══ Items

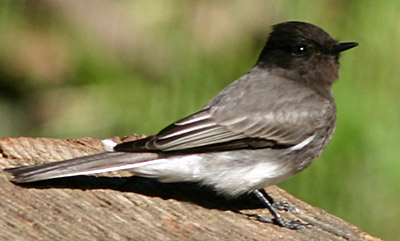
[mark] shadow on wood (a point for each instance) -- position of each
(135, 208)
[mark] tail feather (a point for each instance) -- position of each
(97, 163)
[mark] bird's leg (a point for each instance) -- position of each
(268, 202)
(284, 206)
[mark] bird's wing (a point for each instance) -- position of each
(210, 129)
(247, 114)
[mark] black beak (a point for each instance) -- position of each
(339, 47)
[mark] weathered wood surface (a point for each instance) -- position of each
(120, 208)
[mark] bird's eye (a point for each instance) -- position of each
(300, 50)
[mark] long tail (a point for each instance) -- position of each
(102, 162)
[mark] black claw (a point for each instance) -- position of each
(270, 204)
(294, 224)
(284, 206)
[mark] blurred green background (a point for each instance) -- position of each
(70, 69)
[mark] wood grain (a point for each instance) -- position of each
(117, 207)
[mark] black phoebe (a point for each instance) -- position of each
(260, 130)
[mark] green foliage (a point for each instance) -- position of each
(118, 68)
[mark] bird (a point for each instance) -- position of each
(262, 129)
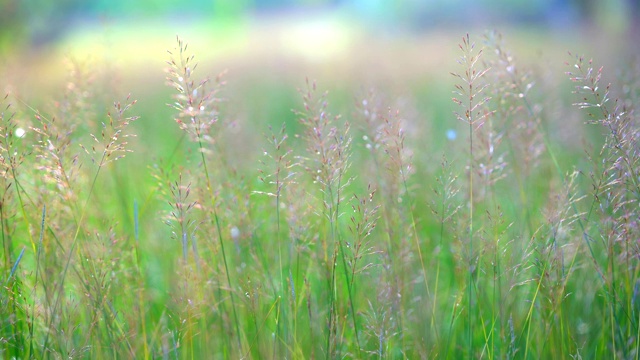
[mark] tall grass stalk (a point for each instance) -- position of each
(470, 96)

════

Your objective: Pull out every line of all the items above and reproduce each one word for word. Leave the picture markers out of your answer.

The answer:
[mark] shadow on wood (a point for each instance) -- position of each
(135, 208)
[mark] tail feather (a point for each instance) -- position of each
(97, 163)
[mark] bird's leg (a point for each instance) -- position of each
(268, 202)
(284, 206)
[mark] bird's wing (a point for each instance) -- position of each
(210, 129)
(247, 114)
[mark] black beak (a point for each instance) -- position of each
(339, 47)
[mark] weathered wood surface (a point for each instance) -- position of each
(120, 208)
[mark] bird's eye (a point for each instance) -- position of each
(300, 50)
[mark] long tail (a point for each instance) -- position of each
(102, 162)
[mark] black claw (a point for each instance) -- position of each
(270, 204)
(294, 224)
(284, 206)
[mark] blurred green background (a point for each instance) -- position of each
(70, 69)
[mark] wood grain (a point for each instance) -- position of each
(117, 207)
[mark] black phoebe (a point for each instance) -- position of each
(260, 130)
[mark] green foliage (a point for each instance) -- position of each
(118, 68)
[mark] bird (a point for each instance) -- position of each
(262, 129)
[mark] tall grass stalk (a point for each instance) -- position of each
(470, 96)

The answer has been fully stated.